-- Start Records provided --
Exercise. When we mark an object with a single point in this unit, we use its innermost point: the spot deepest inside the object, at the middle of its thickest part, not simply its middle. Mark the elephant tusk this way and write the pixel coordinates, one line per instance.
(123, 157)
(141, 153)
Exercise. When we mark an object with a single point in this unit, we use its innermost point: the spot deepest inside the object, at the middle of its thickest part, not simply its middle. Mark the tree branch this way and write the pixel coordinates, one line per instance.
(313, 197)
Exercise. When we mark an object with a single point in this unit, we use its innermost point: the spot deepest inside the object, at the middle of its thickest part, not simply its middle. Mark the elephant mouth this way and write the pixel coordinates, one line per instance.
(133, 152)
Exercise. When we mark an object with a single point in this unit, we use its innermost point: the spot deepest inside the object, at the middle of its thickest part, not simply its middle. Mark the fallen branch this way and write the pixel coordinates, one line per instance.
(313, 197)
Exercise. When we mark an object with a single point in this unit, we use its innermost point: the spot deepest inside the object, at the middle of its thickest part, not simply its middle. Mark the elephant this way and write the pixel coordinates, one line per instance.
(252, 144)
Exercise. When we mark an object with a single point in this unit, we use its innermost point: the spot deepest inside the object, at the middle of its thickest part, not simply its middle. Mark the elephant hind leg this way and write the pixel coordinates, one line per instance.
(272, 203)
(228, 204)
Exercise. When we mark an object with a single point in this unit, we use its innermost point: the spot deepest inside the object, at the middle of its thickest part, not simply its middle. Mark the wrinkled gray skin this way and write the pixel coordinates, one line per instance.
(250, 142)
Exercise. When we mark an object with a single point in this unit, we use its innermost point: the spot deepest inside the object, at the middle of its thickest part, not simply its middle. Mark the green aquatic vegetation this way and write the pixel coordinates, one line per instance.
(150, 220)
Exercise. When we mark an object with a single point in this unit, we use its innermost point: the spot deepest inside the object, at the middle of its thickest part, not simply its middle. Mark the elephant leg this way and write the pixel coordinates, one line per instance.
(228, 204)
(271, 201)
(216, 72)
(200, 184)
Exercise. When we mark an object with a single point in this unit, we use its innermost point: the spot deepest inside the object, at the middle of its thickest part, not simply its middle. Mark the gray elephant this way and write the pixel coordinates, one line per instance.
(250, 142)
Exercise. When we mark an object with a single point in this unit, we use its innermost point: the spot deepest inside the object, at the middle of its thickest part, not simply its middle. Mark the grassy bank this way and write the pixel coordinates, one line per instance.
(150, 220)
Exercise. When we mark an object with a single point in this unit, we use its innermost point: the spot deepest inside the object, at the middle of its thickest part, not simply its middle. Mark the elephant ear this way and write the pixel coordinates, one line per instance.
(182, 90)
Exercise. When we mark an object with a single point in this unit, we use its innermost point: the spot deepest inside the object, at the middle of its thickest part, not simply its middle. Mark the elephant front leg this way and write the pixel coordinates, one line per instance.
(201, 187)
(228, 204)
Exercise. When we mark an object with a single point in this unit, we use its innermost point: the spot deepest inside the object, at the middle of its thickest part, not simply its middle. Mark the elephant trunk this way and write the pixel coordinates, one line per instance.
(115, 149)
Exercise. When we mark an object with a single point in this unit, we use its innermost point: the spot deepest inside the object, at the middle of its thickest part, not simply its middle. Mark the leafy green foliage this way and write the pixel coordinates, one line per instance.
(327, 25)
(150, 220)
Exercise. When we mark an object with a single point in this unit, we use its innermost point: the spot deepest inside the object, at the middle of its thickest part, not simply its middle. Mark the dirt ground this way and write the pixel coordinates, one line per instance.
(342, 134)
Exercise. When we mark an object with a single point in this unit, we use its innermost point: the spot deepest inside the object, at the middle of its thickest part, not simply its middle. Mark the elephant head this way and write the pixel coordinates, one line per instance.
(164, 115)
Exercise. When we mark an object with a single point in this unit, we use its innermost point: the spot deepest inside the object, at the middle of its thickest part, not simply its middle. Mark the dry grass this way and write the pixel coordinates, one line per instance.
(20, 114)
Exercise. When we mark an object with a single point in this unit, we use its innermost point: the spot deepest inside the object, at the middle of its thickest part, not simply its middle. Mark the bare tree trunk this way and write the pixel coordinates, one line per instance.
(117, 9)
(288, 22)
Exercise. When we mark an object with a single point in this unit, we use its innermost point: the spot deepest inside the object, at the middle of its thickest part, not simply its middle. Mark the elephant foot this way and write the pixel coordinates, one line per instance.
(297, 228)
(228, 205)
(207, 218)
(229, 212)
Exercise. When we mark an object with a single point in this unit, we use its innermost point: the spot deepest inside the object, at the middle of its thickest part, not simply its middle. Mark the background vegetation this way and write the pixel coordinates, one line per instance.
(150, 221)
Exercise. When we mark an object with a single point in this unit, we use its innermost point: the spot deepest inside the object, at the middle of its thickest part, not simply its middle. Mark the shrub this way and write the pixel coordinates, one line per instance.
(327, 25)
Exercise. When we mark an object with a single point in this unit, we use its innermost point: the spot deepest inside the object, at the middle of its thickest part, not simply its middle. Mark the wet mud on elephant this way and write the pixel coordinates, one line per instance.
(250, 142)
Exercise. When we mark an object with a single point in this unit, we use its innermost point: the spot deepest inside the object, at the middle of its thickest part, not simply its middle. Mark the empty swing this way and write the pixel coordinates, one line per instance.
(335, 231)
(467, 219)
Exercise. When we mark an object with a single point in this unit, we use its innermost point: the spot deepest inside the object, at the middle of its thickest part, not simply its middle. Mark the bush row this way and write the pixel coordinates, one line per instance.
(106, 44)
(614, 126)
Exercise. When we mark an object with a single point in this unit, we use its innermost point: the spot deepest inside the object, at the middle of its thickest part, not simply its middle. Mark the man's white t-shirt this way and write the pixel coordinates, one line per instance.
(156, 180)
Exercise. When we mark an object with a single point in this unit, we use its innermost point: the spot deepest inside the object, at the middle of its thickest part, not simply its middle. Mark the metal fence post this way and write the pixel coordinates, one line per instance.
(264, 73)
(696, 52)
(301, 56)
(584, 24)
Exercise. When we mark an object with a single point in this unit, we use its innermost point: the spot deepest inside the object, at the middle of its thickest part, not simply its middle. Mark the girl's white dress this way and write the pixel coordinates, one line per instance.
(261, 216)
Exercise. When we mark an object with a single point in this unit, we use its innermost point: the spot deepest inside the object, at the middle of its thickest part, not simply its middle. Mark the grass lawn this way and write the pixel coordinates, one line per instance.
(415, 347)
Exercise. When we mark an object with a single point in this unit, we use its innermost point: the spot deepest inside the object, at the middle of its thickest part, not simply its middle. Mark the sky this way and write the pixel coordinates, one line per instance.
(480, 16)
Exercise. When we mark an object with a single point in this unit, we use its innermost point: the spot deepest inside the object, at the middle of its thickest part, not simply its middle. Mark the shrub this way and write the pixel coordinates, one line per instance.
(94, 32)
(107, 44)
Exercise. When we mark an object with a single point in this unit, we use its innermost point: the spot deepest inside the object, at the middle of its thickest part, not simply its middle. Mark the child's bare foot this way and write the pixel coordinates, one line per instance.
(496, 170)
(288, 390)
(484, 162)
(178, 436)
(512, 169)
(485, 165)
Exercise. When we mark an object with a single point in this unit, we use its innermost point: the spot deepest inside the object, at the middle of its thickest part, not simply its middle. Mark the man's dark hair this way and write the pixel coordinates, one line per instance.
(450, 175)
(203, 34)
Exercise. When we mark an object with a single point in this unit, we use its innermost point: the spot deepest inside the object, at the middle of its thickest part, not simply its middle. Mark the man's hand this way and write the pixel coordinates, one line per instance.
-- End Records provided --
» Written task
Nothing but the lines from the one with "Mark the sky" through the last line should be repeated, each exactly as it stands.

» Problem solution
Exercise. When we mark an object with a single point in this unit, we use its innermost point: the spot deepest inside the object, at the middle of its thickest part, not simply its middle. Mark the sky this way and write the pixel coordinates, one line per instance.
(480, 16)
Exercise. When we mark an object with a single point in this unit, we use its innermost point: the spot deepest inside the object, at the middle of its thickest part, not simply its middle. Mark the shrub this way and write the pixel coordinates, one line per instance.
(94, 32)
(107, 44)
Exercise. When we mark an object with a single point in this unit, we use its innermost point: the spot deepest inside the object, at the middle of its thickest part, not simply its middle. Mark the child's bare foot this way and write the pixel coordinates, one line per instance.
(496, 170)
(288, 390)
(484, 162)
(178, 436)
(512, 169)
(485, 165)
Exercise. When we mark an object with a single point in this unit, we use its innermost point: the spot deepest inside the object, at the middle of its thickest part, not simply its middle. Mark the man's dark hair this way and write the pixel coordinates, one line per instance.
(450, 175)
(203, 34)
Exercise. When we mark an object with a single point in this unit, we use its innermost point: the spot deepest inside the object, at the middle of its thickest part, not simply its middle. Mark the man's hand this way and write the pixel coordinates, one line per instance.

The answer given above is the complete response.